▶ _Problem details_
Rewrite the listing lines from the one holding "task: segment the denim jacket" through the one holding "target: denim jacket", inclusive, renaming "denim jacket" to "jean jacket" and leaving everything else unchanged. Give back only those lines.

▶ _Supplied records_
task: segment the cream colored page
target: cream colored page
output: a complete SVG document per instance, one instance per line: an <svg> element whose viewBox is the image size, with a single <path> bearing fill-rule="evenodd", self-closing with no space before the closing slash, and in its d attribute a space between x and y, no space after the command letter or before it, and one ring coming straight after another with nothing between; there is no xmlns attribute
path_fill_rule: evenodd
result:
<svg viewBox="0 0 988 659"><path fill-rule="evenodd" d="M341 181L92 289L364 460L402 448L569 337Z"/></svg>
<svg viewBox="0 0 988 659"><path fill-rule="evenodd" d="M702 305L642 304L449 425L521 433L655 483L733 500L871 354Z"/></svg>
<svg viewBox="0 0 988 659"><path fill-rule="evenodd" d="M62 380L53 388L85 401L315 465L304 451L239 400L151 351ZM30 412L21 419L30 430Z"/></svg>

...

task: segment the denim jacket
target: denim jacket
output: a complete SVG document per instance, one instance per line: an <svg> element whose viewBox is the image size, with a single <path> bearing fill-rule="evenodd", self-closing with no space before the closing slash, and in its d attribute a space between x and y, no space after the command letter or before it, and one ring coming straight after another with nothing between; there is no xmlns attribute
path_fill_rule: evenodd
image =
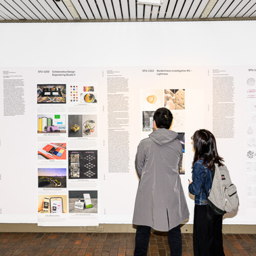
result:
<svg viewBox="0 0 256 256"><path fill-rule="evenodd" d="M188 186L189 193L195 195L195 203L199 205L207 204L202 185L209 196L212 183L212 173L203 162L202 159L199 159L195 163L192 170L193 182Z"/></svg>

* * *

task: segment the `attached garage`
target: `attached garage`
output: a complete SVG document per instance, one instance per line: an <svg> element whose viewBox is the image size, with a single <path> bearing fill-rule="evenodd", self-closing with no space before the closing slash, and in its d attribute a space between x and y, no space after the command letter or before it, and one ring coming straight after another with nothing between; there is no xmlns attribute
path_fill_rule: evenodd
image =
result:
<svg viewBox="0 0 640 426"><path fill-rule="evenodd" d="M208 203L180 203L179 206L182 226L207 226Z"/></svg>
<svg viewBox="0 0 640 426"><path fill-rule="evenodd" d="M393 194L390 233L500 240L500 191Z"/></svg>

▶ _Complete output_
task: segment the jean jacket
target: jean jacket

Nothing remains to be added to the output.